[Data records Boundary: Start]

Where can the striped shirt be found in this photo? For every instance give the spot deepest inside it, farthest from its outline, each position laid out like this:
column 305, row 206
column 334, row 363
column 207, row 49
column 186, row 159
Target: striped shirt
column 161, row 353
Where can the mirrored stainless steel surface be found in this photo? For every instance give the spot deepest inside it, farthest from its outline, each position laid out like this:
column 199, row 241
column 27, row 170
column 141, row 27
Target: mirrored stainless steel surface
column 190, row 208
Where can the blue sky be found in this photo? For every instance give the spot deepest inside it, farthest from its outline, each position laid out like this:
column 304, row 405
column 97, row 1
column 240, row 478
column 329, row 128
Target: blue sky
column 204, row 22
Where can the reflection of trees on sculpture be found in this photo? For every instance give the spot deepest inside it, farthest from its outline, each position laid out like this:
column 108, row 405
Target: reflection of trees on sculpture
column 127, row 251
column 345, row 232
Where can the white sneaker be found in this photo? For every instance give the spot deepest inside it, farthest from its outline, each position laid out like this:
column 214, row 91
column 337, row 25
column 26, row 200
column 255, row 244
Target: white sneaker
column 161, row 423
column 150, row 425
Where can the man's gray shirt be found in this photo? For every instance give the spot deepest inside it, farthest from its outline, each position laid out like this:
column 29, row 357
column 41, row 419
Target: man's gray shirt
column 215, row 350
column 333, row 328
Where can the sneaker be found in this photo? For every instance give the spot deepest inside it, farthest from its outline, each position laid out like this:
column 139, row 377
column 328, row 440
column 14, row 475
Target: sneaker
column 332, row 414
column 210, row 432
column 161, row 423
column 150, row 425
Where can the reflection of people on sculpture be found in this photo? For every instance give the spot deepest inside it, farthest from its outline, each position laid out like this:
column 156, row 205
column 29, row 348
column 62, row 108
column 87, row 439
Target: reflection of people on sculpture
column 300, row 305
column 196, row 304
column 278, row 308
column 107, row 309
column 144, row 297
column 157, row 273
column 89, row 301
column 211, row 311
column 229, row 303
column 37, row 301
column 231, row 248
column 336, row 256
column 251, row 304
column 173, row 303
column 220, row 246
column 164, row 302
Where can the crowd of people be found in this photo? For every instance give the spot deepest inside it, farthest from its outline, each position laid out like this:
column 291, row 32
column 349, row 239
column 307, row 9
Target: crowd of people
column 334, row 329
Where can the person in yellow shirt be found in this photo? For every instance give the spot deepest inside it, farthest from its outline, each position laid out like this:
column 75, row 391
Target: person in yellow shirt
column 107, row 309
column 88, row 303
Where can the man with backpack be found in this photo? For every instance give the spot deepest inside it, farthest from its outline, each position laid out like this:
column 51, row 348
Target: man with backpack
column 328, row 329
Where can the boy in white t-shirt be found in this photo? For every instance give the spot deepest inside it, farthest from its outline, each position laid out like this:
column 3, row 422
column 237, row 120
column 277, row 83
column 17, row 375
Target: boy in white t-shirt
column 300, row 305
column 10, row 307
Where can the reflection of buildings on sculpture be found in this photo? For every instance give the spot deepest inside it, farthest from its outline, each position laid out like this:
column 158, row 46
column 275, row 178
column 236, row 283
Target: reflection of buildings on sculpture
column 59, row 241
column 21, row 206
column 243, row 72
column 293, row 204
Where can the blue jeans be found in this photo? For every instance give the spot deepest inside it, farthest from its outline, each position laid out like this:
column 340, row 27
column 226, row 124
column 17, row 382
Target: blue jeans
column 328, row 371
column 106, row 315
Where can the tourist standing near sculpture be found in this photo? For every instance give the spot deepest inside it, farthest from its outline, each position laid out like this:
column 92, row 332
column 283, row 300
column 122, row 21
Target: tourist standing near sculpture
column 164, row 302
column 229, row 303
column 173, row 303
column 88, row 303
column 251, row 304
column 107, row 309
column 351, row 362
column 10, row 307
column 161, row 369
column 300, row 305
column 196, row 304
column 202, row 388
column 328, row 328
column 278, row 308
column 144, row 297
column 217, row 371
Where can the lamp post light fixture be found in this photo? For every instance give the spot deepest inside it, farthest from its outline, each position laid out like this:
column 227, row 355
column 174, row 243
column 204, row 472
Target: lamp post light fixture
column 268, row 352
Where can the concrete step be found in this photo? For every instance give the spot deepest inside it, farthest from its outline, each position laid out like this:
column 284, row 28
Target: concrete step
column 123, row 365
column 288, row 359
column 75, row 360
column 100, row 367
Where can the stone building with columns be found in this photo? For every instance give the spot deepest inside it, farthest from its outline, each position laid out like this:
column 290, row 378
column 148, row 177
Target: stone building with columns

[Data records Boundary: End]

▸ Exercise prompt
Your reply should contain each entry, copied without alteration.

▸ Answer box
Where can the striped shirt be found in this photo? For every instance give the spot deepest inside it, farthest from its outline, each position laid out like this:
column 305, row 206
column 334, row 363
column 207, row 49
column 186, row 159
Target: striped shirt
column 161, row 353
Where can the mirrored stainless steel surface be found in this photo? For every instance give the spot deepest inside it, farthest from its outline, each position laid out like this:
column 199, row 241
column 27, row 170
column 141, row 27
Target: mirrored stainless steel surface
column 190, row 208
Where can the blue sky be found in this photo? For every instance give the spot deepest inside it, farthest from its outline, each position laid out like this:
column 304, row 405
column 97, row 1
column 240, row 478
column 329, row 128
Target: blue sky
column 204, row 22
Where can the reflection of trees on sculpture be found in this photo? For every instance give the spot deepest inside it, farthest from its outline, each position laid out like this:
column 108, row 405
Target: reflection of trees on sculpture
column 127, row 251
column 345, row 232
Where can the white sneaker be found in this photo? For every instance give the spot deepest inside it, farthest from its outline, each position laid out like this:
column 214, row 91
column 337, row 25
column 26, row 200
column 255, row 244
Target: white sneaker
column 161, row 423
column 150, row 425
Where can the man's gray shirt be found in this photo? For every instance give the spot deepest inside it, farthest from its outline, each position laid out like this:
column 29, row 357
column 41, row 419
Target: man's gray shirt
column 215, row 350
column 333, row 328
Where can the sneaker be found in this photo? For every instance give the spot deepest inside it, farthest from its outline, each position laid out like this:
column 139, row 377
column 328, row 440
column 14, row 475
Target: sneaker
column 332, row 414
column 210, row 432
column 161, row 423
column 150, row 425
Where can the reflection of people on sculpture be found in this photo? For every instance give the spot deepest inside it, farthest from its outline, each position laid out like this:
column 156, row 205
column 29, row 348
column 62, row 108
column 87, row 439
Target: reflection of people on sculpture
column 300, row 305
column 196, row 304
column 278, row 308
column 107, row 309
column 144, row 297
column 157, row 273
column 89, row 301
column 211, row 311
column 229, row 303
column 37, row 301
column 231, row 248
column 336, row 256
column 251, row 304
column 173, row 303
column 220, row 246
column 164, row 302
Where can the crowd of people be found in this photo? For every instance give the spot deepest inside it, farthest from its outline, each position laid out like this:
column 291, row 32
column 349, row 239
column 307, row 9
Target: crowd of people
column 334, row 329
Where can the person in yellow shirt be found in this photo? For every instance give the spot deepest inside it, farthest from its outline, each position laid out like this:
column 75, row 391
Target: person in yellow shirt
column 107, row 309
column 88, row 303
Where can the man with backpack be found in this photo? For every instance give the spot deepest inside it, farthest from its outline, each position laid out like this:
column 51, row 348
Target: man with backpack
column 328, row 329
Where can the boy in white t-shirt be found in this photo? For every instance give the spot deepest inside it, farthest from its outline, each position laid out like this:
column 3, row 422
column 237, row 120
column 277, row 83
column 17, row 375
Target: boy in white t-shirt
column 300, row 305
column 10, row 307
Where can the reflection of buildings on sculpture be found in this photo? For every instance give the spot deepest inside it, farthest from its outline, each position laid out like this:
column 158, row 46
column 275, row 178
column 236, row 283
Target: reflection of buildings on sculpture
column 59, row 241
column 21, row 206
column 243, row 72
column 293, row 204
Where can the blue jeans be found in this photo? For every instance give the spot deepest inside it, farthest from its outline, each position laid out like this:
column 340, row 27
column 226, row 124
column 17, row 382
Target: blue jeans
column 328, row 371
column 106, row 315
Where can the tourist standing near sculpture be found in this photo? For every instance give the spot deepest inside it, farthest from its outline, each position laid out like this:
column 92, row 332
column 283, row 300
column 122, row 21
Target: tourist standing near sculpture
column 164, row 302
column 229, row 303
column 173, row 303
column 88, row 303
column 251, row 304
column 107, row 309
column 351, row 362
column 10, row 307
column 161, row 369
column 300, row 305
column 196, row 304
column 202, row 388
column 328, row 328
column 278, row 308
column 144, row 297
column 217, row 371
Where can the lamp post light fixture be found in this photo? For every instance give the spot deepest inside it, farthest from its outline, each position laid out like this:
column 227, row 355
column 174, row 243
column 204, row 472
Target: lamp post light fixture
column 268, row 352
Where can the concrete step be found in this photo? For every instance give the spot deepest inside it, farthest from its outline, each position laid out like this:
column 284, row 28
Target: concrete step
column 123, row 365
column 288, row 359
column 75, row 360
column 100, row 367
Where can the stone building with columns be found in this photo? For every instance give the spot deepest inside it, farthest from its outline, each position laid out like this:
column 290, row 378
column 148, row 177
Target: stone building with columns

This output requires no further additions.